▶

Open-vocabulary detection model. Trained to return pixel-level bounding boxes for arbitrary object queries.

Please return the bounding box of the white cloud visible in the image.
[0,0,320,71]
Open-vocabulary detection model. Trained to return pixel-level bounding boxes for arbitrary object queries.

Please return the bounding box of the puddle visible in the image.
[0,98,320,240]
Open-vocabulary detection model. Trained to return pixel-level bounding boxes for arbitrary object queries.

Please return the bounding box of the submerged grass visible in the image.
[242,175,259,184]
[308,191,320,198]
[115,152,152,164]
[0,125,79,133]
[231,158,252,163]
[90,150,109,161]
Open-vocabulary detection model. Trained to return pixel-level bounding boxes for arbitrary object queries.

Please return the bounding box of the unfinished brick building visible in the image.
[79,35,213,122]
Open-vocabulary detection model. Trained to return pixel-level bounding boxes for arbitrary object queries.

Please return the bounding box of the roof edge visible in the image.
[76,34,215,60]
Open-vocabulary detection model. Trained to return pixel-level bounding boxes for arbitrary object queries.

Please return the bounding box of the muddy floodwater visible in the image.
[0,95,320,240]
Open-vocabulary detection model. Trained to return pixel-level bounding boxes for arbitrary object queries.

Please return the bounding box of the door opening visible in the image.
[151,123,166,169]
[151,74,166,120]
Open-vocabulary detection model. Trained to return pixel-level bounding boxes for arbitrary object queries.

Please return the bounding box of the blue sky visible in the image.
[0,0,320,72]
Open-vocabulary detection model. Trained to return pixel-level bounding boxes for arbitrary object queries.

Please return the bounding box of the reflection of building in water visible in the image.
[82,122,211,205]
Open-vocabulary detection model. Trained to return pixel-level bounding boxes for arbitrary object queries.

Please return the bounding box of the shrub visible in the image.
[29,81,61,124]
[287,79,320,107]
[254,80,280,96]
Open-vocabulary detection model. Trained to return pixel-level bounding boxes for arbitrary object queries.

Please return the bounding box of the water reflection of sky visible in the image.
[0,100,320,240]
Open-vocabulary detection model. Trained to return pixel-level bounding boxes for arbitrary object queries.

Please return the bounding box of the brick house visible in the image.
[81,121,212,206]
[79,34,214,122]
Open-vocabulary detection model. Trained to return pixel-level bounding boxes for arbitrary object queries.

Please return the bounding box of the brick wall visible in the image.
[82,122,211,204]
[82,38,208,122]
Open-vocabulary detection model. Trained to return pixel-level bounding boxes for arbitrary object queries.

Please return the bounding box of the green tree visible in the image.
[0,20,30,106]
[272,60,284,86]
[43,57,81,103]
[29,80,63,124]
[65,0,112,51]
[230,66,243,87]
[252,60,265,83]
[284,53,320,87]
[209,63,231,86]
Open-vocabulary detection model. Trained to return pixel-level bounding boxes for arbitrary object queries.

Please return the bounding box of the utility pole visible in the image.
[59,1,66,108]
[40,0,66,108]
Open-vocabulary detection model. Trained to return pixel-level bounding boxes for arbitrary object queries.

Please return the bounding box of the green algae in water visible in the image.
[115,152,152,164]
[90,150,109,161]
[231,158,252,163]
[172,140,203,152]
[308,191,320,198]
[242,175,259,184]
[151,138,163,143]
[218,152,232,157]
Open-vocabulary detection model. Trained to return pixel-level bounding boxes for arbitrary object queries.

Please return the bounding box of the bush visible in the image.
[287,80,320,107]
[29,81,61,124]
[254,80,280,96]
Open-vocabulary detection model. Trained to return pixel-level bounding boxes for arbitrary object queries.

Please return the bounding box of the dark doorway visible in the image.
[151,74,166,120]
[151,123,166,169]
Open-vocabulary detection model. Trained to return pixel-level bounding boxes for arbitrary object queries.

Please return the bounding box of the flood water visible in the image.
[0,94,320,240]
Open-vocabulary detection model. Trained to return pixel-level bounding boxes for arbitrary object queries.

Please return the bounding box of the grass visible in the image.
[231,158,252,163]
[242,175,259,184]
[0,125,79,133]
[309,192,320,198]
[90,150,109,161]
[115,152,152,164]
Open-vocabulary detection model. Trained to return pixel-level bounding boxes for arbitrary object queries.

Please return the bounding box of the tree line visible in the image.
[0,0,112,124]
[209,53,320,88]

◀

→ EXERCISE AIM:
Rewrite the lines from the start of the records through the line containing "[0,95,320,240]", changing "Please return" to "Provide" and leaving everything else unchanged.

→ RESULT OF THE EXERCISE:
Open-vocabulary detection model. Trained to return pixel-level bounding boxes for arbitrary object queries.

Provide the bounding box of the white cloud visible in the image.
[0,0,320,71]
Open-vocabulary detection model. Trained to return pixel-level bounding boxes for arbitrary object queries.

Provide the bounding box of the puddle visible in the image.
[0,98,320,240]
Open-vocabulary detection model. Trained to return pixel-level bounding boxes for arbitrary object queries.

Provide the bounding box of the submerged grass visible in the image.
[242,175,259,184]
[308,191,320,198]
[115,152,152,164]
[0,125,79,133]
[231,158,252,163]
[90,150,109,161]
Open-vocabulary detection model. Trained to return pixel-level bounding boxes for arbitrary object queries.

Provide the bounding box of the unfinished brick building visible in the image.
[79,35,213,122]
Open-vocabulary detection model. Trained to return pixel-level bounding boxes for arbitrary object queries.

Provide the bounding box of the roof edge visible in the image.
[76,34,215,60]
Open-vocabulary detection model. Trained to return pixel-level bounding boxes for arbitrary object queries.

Provide the bounding box of the muddy floodwater visible in the image.
[0,95,320,240]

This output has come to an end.